[start of Record set]
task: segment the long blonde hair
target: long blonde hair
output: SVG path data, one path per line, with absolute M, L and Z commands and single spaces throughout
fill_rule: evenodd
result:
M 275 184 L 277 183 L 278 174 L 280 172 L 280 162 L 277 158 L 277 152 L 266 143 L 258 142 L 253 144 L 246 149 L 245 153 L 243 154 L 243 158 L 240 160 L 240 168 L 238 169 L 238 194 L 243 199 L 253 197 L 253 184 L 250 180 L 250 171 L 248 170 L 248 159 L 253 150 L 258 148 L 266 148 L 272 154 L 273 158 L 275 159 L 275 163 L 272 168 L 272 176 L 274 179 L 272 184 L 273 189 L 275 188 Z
[end of Record set]
Your task
Please lay out the lines of the records above as a JSON list of strings, one string per line, with blank lines left out.

Finished task
[
  "task: segment the long blonde hair",
  "target: long blonde hair",
  "output: SVG path data, one path per line, with absolute M, L and Z commands and single spaces throughout",
  "fill_rule: evenodd",
  "result:",
  "M 275 184 L 277 183 L 278 174 L 280 172 L 280 162 L 277 158 L 277 152 L 266 143 L 258 142 L 253 144 L 246 149 L 245 153 L 243 154 L 243 158 L 240 160 L 240 168 L 238 169 L 238 194 L 243 199 L 253 197 L 253 184 L 250 180 L 250 171 L 248 170 L 248 159 L 253 150 L 258 148 L 266 148 L 272 154 L 273 158 L 275 159 L 275 163 L 272 168 L 272 176 L 274 179 L 272 184 L 273 189 L 275 188 Z"
]